━━ Available records ━━

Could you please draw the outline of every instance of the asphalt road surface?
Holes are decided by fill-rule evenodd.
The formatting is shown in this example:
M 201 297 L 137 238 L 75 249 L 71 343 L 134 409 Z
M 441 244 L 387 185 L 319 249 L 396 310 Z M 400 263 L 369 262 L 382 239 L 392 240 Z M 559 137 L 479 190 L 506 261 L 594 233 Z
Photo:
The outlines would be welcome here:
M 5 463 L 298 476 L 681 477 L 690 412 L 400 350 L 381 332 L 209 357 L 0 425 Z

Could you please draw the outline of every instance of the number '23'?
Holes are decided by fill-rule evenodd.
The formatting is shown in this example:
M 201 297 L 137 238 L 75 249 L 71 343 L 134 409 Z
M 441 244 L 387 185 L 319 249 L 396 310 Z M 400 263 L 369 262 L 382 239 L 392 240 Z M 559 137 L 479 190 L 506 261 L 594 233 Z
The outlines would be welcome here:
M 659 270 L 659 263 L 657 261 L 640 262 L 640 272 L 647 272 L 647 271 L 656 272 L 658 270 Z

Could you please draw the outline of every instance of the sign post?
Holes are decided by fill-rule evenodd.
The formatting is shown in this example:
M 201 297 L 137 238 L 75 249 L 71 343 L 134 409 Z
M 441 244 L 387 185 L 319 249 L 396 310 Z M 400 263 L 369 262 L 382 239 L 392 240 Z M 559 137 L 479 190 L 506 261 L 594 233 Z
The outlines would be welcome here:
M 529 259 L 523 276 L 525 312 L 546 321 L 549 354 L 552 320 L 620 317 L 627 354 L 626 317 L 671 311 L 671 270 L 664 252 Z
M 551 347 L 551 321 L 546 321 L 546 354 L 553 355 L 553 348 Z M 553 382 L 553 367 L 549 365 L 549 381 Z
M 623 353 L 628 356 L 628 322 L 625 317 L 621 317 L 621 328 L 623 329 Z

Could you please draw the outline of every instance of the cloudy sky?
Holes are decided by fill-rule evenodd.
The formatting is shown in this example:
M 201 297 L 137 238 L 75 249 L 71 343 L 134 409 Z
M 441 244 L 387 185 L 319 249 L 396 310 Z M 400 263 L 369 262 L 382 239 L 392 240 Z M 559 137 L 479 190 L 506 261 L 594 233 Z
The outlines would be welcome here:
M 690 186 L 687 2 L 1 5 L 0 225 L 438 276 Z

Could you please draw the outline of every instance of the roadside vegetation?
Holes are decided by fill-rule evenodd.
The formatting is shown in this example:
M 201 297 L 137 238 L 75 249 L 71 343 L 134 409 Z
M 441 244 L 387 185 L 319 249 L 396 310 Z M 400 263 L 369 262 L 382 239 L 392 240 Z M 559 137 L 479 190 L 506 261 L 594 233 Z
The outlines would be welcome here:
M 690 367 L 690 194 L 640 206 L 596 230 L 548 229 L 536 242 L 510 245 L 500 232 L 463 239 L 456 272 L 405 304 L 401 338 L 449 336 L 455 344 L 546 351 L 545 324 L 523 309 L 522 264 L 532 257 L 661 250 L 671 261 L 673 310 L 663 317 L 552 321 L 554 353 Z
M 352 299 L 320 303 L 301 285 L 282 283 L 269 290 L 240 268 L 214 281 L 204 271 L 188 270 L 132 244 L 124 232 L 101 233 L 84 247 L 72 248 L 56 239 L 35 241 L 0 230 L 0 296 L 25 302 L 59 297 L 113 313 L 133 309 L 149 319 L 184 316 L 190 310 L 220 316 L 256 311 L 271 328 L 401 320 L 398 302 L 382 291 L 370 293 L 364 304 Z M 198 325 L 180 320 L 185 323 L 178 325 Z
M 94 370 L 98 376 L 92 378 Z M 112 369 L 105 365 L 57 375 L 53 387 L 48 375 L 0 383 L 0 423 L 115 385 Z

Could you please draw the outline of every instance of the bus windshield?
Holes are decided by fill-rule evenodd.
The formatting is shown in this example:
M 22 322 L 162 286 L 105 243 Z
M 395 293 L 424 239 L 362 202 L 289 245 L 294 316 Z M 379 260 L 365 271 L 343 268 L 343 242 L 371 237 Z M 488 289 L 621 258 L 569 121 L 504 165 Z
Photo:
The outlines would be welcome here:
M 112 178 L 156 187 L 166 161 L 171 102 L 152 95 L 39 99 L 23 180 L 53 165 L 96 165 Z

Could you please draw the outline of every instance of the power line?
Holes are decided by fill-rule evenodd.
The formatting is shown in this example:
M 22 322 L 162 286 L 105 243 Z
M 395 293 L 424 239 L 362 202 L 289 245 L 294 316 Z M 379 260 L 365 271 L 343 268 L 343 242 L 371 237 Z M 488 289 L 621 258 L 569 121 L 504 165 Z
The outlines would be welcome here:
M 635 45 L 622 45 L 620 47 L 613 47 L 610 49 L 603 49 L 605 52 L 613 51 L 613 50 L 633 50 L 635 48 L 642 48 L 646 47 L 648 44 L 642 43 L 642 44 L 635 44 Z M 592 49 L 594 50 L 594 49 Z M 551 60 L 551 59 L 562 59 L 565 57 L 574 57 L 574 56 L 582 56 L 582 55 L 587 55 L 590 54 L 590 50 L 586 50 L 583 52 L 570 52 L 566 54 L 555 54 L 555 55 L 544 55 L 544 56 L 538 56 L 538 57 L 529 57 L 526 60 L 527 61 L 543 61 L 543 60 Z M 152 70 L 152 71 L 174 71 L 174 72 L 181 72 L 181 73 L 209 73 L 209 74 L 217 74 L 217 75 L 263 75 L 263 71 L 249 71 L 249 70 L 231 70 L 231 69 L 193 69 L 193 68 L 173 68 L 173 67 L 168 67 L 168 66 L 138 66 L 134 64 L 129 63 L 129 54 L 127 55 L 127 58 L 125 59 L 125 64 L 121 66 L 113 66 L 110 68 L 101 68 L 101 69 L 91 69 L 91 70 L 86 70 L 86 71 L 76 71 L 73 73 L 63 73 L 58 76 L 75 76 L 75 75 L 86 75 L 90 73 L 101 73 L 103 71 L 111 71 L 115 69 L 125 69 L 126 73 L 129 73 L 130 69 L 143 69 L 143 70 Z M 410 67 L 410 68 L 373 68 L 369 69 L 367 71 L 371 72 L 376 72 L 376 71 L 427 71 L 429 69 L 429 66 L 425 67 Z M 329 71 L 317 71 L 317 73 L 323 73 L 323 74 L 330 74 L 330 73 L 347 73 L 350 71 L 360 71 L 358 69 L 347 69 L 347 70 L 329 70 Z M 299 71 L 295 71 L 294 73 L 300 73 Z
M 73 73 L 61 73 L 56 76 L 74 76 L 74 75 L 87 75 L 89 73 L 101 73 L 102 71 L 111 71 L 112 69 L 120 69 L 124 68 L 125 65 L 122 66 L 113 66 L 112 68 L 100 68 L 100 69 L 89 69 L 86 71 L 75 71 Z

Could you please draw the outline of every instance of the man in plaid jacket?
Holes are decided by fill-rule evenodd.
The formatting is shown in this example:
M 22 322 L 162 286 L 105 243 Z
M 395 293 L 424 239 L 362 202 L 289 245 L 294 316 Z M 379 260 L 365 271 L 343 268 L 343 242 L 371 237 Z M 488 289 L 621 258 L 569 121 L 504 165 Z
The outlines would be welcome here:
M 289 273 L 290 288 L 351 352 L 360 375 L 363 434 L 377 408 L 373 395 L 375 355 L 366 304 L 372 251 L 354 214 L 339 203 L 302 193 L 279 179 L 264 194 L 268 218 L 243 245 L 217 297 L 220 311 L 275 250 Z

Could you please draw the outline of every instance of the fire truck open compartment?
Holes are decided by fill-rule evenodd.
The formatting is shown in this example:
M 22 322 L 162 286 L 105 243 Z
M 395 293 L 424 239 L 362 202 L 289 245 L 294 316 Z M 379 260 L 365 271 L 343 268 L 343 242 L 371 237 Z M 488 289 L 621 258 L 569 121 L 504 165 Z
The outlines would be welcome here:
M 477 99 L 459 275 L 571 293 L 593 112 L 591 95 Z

━━━

**What is expected**
Only the lines from the one containing "in plaid jacket?" through the end of the entries above should be written out, exactly and in full.

**Answer box**
Could you please draw the outline of every instance of the man in plaid jacket?
Holes are decided by fill-rule evenodd.
The formatting is shown in this example:
M 22 322 L 162 286 L 105 243 Z
M 395 293 L 424 239 L 362 202 L 289 245 L 294 316 Z M 379 260 L 365 271 L 343 268 L 343 242 L 371 237 Z M 488 289 L 621 258 L 569 121 L 504 165 Z
The outlines would be welcome here:
M 289 273 L 290 288 L 351 352 L 360 375 L 363 434 L 377 408 L 373 395 L 375 355 L 366 304 L 372 251 L 354 214 L 339 203 L 302 193 L 279 179 L 264 194 L 268 218 L 243 245 L 217 297 L 220 311 L 275 250 Z

Could you please draw the outline of every instance of the fire truck open compartment?
Holes are decided by fill-rule evenodd.
The formatting is shown in this example:
M 22 322 L 162 286 L 105 243 Z
M 395 293 L 424 239 L 362 202 L 289 245 L 294 316 Z M 379 260 L 365 271 L 343 268 L 343 242 L 371 237 Z M 488 289 L 621 258 L 569 121 L 504 165 Z
The outlines would be welcome here:
M 477 99 L 459 275 L 571 293 L 593 112 L 591 95 Z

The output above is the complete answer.